* EXERCISE DATA:
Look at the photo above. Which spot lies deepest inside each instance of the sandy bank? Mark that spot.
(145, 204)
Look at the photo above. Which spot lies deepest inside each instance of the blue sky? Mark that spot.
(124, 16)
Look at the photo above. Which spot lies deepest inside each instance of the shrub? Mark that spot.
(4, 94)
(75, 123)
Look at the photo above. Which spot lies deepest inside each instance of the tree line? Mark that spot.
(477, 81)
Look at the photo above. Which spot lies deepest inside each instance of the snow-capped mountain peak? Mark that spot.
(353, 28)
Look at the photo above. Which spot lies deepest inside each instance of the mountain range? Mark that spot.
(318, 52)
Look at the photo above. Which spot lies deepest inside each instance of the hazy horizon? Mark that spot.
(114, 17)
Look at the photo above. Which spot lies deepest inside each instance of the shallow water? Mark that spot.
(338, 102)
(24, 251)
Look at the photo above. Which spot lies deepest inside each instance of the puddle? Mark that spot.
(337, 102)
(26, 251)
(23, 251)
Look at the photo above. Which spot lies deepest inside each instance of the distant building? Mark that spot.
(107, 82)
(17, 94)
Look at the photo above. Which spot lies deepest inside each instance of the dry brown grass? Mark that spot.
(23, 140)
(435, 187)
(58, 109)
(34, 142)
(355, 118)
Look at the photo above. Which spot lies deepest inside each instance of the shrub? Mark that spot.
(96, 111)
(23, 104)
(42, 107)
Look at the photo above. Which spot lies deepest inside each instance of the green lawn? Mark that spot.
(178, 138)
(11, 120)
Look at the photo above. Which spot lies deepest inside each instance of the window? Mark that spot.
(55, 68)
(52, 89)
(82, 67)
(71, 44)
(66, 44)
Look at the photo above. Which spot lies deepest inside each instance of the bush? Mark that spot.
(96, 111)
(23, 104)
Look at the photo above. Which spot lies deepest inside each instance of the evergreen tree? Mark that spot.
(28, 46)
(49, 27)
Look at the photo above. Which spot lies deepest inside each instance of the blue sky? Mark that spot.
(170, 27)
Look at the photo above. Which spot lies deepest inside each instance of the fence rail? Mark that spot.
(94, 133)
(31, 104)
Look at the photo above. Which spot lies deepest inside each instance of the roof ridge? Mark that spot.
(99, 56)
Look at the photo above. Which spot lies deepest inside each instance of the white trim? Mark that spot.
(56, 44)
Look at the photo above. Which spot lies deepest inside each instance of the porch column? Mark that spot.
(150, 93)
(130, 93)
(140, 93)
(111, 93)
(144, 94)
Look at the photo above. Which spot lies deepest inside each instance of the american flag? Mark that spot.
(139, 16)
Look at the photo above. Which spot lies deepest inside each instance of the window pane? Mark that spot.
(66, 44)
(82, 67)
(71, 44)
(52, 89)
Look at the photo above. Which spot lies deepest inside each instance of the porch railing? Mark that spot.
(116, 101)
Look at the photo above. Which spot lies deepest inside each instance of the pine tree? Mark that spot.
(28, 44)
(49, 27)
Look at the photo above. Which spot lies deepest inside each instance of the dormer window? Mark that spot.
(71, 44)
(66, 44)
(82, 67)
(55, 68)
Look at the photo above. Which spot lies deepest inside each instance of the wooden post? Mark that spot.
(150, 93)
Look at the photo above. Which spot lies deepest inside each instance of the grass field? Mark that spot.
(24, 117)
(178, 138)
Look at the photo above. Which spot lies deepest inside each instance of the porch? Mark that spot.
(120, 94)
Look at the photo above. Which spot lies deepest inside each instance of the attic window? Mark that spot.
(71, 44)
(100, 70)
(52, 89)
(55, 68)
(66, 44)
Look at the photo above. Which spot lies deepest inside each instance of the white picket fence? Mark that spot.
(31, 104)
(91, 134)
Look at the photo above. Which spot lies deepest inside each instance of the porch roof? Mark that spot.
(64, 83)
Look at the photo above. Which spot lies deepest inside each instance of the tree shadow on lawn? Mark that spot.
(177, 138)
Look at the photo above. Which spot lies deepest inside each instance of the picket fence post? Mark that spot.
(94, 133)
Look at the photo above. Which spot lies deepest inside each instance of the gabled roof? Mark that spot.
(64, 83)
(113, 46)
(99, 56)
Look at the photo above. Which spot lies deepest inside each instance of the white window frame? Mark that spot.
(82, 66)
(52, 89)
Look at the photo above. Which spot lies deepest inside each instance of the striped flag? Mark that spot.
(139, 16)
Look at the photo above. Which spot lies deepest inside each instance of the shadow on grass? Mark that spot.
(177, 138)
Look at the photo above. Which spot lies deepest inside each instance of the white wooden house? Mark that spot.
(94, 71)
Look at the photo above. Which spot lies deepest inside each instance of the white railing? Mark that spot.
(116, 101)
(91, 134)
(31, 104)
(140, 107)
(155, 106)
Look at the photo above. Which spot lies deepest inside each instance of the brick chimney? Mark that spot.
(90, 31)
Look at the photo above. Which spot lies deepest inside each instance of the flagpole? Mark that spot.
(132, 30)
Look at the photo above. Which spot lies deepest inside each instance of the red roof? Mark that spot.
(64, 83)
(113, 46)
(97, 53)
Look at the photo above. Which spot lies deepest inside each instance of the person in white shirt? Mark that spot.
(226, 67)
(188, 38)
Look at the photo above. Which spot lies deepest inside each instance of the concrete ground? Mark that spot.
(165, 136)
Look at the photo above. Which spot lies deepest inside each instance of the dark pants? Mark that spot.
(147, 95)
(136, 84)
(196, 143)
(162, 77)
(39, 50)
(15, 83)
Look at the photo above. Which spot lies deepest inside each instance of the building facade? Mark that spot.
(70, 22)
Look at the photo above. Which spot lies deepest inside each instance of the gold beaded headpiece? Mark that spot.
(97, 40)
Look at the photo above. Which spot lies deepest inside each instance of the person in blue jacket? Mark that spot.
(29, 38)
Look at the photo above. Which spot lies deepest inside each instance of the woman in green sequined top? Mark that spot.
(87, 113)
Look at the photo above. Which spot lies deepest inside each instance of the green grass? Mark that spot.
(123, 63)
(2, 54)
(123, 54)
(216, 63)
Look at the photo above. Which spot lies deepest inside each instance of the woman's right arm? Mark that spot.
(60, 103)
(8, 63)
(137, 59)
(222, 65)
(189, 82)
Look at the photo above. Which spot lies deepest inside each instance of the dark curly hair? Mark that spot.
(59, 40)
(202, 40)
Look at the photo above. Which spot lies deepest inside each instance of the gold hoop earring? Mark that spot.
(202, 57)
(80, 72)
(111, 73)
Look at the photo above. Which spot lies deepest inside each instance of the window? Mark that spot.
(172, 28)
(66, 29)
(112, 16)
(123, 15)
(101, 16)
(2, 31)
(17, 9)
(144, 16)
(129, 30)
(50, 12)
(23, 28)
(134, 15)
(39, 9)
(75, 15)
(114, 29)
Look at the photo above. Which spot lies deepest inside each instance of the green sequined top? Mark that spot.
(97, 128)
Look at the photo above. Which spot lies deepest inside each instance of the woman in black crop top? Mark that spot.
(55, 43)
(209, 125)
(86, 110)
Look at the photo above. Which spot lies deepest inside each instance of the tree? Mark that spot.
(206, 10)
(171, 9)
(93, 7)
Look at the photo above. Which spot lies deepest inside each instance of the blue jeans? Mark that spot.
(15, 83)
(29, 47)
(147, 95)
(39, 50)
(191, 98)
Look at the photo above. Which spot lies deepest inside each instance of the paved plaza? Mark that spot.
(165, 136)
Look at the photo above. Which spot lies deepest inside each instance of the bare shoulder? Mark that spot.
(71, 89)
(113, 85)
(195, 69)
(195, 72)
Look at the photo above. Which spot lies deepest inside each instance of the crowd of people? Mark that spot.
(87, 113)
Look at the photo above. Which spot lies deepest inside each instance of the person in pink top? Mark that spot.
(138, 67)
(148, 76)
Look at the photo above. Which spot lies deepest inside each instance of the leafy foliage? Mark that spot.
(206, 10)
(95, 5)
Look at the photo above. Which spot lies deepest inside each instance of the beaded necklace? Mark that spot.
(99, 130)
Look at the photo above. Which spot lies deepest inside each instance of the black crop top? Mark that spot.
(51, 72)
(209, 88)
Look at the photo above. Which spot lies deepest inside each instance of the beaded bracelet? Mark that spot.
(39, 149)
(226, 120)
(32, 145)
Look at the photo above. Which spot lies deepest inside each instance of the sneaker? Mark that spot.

* ACTIVITY: Starting at the line that contains "the tree? Mark that spot.", retype each line through the end of the listing above and nothing else.

* YOUR RESPONSE:
Look at the photo above. Which spot lies deepest inside each instance of the tree? Mark that spot.
(206, 10)
(171, 9)
(93, 7)
Look at the photo above. Which spot lies deepest inside each instance of the blue jeans? Mark that spot.
(15, 83)
(29, 47)
(147, 95)
(39, 50)
(191, 98)
Look at the photo above. Which spot lies deepest inside each instance of the paved plaza? Mark that spot.
(165, 136)
Look at the photo above. Which spot lies deepest inside each instance of the bare shoulder? Mark that spot.
(71, 89)
(113, 85)
(195, 69)
(195, 72)
Look at the photo above. Which spot lies deepest inside each instance of the crowd of people? Mark that spot.
(87, 113)
Look at the photo above. Which spot lies deepest inside each instance of the person in pink top? Mark that spot.
(138, 67)
(148, 76)
Look at the photo above. Which spot lies deepest inside each instance of the leafy foliage? Mark that spot.
(206, 10)
(95, 5)
Look at the photo above. Which spot lies deepest inside each instance of the beaded necklace? Mark that spot.
(99, 130)
Look at the photo above. Which spot lies deepest inside each instance of the black crop top? Mark that spot.
(51, 72)
(209, 88)
Look at the photo above. Which spot lies deepest inside each instance of the beaded bracelet? Mark that spot.
(39, 149)
(226, 120)
(32, 145)
Look at the photo above. Which spot lies deepest inside each instance of the sneaker? Mark that spot.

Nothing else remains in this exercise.